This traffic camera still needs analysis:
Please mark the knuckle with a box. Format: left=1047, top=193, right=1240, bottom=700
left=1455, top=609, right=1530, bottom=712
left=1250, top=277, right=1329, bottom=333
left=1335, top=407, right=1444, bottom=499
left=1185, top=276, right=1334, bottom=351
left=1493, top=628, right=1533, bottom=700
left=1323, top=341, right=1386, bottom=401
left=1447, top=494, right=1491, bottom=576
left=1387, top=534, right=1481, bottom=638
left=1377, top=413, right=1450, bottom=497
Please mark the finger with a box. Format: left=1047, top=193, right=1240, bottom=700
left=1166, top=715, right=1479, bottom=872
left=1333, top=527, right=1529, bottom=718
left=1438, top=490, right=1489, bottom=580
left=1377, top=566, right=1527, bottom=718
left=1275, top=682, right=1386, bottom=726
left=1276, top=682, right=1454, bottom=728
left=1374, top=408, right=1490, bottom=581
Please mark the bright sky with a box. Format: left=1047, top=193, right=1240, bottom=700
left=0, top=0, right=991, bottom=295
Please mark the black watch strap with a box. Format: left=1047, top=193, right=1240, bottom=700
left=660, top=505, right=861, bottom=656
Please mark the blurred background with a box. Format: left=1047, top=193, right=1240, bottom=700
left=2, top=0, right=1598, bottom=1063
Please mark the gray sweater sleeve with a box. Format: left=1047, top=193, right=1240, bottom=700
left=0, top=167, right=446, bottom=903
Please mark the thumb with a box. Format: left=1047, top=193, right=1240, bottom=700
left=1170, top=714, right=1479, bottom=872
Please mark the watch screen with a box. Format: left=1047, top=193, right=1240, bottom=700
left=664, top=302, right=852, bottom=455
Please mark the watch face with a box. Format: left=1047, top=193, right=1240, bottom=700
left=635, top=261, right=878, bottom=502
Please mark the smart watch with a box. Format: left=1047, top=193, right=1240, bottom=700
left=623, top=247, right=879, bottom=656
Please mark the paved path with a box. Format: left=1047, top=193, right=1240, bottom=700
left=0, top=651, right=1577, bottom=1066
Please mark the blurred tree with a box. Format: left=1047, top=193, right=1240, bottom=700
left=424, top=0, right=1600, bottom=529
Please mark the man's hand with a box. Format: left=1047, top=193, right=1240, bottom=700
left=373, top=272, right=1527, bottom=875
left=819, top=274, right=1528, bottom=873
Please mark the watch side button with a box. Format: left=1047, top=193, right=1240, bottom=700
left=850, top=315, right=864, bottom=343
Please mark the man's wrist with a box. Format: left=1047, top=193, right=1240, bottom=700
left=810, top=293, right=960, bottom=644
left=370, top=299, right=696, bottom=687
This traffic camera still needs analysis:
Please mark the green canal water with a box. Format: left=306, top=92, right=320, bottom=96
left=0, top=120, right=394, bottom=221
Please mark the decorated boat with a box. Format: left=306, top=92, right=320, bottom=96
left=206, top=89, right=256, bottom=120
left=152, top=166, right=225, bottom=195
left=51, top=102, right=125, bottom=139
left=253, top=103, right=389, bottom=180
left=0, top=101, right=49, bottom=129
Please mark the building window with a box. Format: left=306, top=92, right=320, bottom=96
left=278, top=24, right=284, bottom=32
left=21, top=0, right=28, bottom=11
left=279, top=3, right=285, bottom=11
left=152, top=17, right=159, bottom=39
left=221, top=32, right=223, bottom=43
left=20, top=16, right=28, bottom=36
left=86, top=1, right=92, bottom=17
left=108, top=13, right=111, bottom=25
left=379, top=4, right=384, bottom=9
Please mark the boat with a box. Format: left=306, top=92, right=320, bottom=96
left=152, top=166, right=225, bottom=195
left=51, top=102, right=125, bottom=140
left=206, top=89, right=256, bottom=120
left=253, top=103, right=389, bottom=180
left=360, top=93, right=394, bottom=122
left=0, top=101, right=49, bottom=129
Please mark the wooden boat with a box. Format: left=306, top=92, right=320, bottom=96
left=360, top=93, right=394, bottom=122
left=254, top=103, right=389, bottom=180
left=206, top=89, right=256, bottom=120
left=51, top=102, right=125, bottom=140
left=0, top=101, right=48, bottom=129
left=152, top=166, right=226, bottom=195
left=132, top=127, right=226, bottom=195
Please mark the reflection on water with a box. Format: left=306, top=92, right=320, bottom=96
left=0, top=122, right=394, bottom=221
=-=-=-=-=
Task instructions
Without changing a single character, write out all of the entries.

Answer below
This traffic camera still needs analysis:
Please mark the knuckle with a box. Format: left=1047, top=193, right=1240, bottom=700
left=1455, top=609, right=1530, bottom=712
left=1250, top=277, right=1329, bottom=333
left=1335, top=407, right=1444, bottom=499
left=1185, top=276, right=1334, bottom=351
left=1493, top=628, right=1533, bottom=700
left=1323, top=341, right=1386, bottom=401
left=1447, top=494, right=1491, bottom=576
left=1387, top=534, right=1481, bottom=638
left=1377, top=413, right=1450, bottom=497
Please mark the finger with a box. Format: left=1047, top=193, right=1240, bottom=700
left=1166, top=715, right=1479, bottom=872
left=1333, top=527, right=1529, bottom=718
left=1438, top=490, right=1489, bottom=580
left=1377, top=566, right=1527, bottom=718
left=1275, top=682, right=1386, bottom=726
left=1276, top=682, right=1454, bottom=728
left=1374, top=408, right=1490, bottom=581
Please mark the bright sky with a box. Format: left=1047, top=193, right=1240, bottom=700
left=0, top=0, right=991, bottom=295
Please mark the black watch strap with a box. Format: left=1047, top=193, right=1240, bottom=700
left=660, top=505, right=861, bottom=656
Please mark the blurred background with a box. Format: left=1047, top=193, right=1240, bottom=700
left=2, top=0, right=1598, bottom=1063
Please mark the gray sweater sleeve with a box. Format: left=1047, top=193, right=1240, bottom=700
left=0, top=167, right=446, bottom=903
Please mark the thumb with a box. Format: left=1047, top=193, right=1240, bottom=700
left=1170, top=714, right=1479, bottom=872
Please mark the watch screen with a box. Format: left=1047, top=193, right=1240, bottom=700
left=664, top=302, right=852, bottom=455
Please mark the watch face with a box. Format: left=1047, top=193, right=1240, bottom=700
left=635, top=261, right=878, bottom=502
Please mark the smart watch with a box. Format: left=1047, top=193, right=1240, bottom=700
left=623, top=247, right=879, bottom=656
Please mark the paved path with a box. Format: left=1047, top=193, right=1240, bottom=700
left=0, top=651, right=1577, bottom=1066
Please mark the blurred tree with a box. Format: left=1047, top=193, right=1240, bottom=700
left=424, top=0, right=1600, bottom=529
Please mark the man's hand with a box. Format: left=1047, top=193, right=1240, bottom=700
left=373, top=272, right=1527, bottom=875
left=819, top=274, right=1528, bottom=873
Please mark the watch side button with a box. Format: left=1047, top=193, right=1240, bottom=700
left=850, top=315, right=864, bottom=343
Please mark the man's wrist with a box. Format: left=1047, top=193, right=1240, bottom=700
left=810, top=293, right=960, bottom=644
left=370, top=299, right=696, bottom=687
This traffic camera still needs analysis:
Please mark the green canal water with a box. Format: left=306, top=92, right=320, bottom=96
left=0, top=120, right=394, bottom=221
Please mark the decorated boat with a box. Format: left=306, top=92, right=320, bottom=96
left=206, top=89, right=256, bottom=120
left=152, top=166, right=225, bottom=195
left=51, top=102, right=125, bottom=139
left=253, top=103, right=389, bottom=180
left=0, top=101, right=49, bottom=129
Please mark the building window with a box. Format: left=306, top=92, right=320, bottom=96
left=278, top=24, right=284, bottom=32
left=21, top=0, right=28, bottom=11
left=279, top=3, right=285, bottom=11
left=152, top=17, right=159, bottom=39
left=221, top=32, right=223, bottom=43
left=20, top=16, right=28, bottom=36
left=86, top=1, right=92, bottom=17
left=108, top=13, right=111, bottom=25
left=379, top=4, right=384, bottom=9
Please mark the boat with a box. Format: left=306, top=92, right=320, bottom=96
left=152, top=166, right=225, bottom=195
left=51, top=102, right=125, bottom=140
left=206, top=89, right=256, bottom=120
left=253, top=103, right=389, bottom=180
left=360, top=93, right=394, bottom=122
left=0, top=101, right=49, bottom=129
Please mark the wooden boat with a box. Format: left=306, top=92, right=320, bottom=96
left=360, top=93, right=394, bottom=122
left=254, top=103, right=389, bottom=180
left=206, top=89, right=256, bottom=120
left=51, top=102, right=125, bottom=140
left=0, top=101, right=48, bottom=129
left=152, top=166, right=226, bottom=195
left=132, top=127, right=226, bottom=195
Please mark the reflection on water with a box. Format: left=306, top=92, right=320, bottom=96
left=0, top=122, right=394, bottom=221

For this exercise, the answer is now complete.